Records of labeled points
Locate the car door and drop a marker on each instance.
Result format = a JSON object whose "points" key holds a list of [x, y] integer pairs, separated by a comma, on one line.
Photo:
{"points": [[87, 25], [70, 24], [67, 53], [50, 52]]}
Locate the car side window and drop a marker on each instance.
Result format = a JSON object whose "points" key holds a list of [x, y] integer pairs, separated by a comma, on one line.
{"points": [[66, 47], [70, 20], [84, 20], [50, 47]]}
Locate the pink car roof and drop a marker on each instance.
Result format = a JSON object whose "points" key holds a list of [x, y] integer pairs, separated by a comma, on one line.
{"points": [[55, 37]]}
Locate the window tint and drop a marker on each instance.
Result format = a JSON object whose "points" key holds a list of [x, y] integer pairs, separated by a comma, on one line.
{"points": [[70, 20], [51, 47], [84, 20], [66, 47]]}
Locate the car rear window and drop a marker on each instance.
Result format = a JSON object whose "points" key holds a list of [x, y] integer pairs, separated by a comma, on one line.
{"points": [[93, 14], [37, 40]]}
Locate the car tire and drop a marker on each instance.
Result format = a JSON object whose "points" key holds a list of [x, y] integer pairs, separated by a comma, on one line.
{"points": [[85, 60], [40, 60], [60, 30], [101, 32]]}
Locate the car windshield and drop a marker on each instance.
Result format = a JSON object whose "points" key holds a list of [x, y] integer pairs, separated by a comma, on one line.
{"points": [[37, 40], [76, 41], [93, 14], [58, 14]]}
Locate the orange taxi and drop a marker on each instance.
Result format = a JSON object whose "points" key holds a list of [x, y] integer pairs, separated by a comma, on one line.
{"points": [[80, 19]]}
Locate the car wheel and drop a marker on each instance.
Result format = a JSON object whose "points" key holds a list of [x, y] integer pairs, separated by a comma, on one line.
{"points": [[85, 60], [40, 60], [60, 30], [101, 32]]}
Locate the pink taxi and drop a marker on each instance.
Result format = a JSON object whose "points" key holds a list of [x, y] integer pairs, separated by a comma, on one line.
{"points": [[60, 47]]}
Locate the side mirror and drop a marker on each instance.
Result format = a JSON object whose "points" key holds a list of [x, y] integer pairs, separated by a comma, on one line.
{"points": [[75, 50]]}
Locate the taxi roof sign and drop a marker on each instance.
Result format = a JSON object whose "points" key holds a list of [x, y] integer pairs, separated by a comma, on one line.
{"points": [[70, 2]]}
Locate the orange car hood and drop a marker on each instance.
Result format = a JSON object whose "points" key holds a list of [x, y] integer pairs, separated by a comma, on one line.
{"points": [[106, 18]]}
* * *
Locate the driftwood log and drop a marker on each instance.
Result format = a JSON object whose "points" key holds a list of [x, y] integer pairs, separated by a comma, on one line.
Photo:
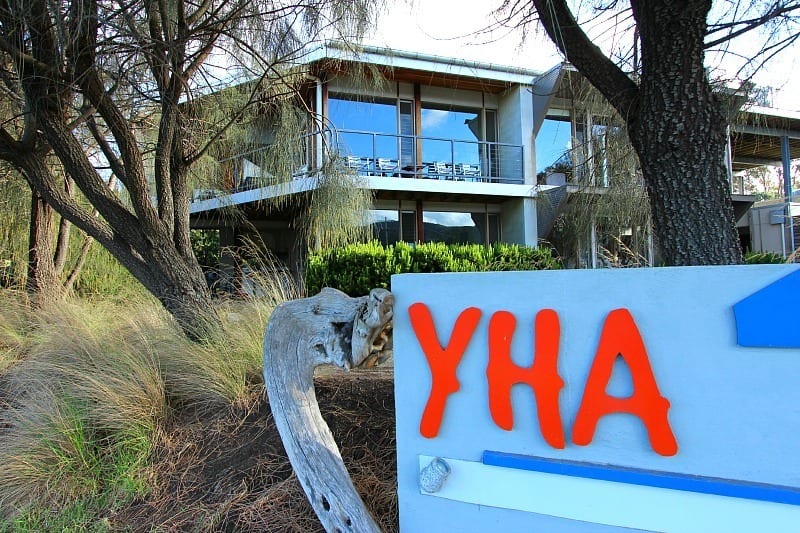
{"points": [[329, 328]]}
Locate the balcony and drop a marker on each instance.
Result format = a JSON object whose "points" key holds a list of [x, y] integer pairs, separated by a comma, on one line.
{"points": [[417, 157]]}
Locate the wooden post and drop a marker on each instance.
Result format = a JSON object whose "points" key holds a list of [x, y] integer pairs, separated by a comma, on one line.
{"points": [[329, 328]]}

*Objective:*
Show every line of the records that contains the string "pink". Case counts.

*Solved problem:*
Locate the pink car roof and drop a marker on each instance.
Locate the pink taxi and drop a marker on each instance.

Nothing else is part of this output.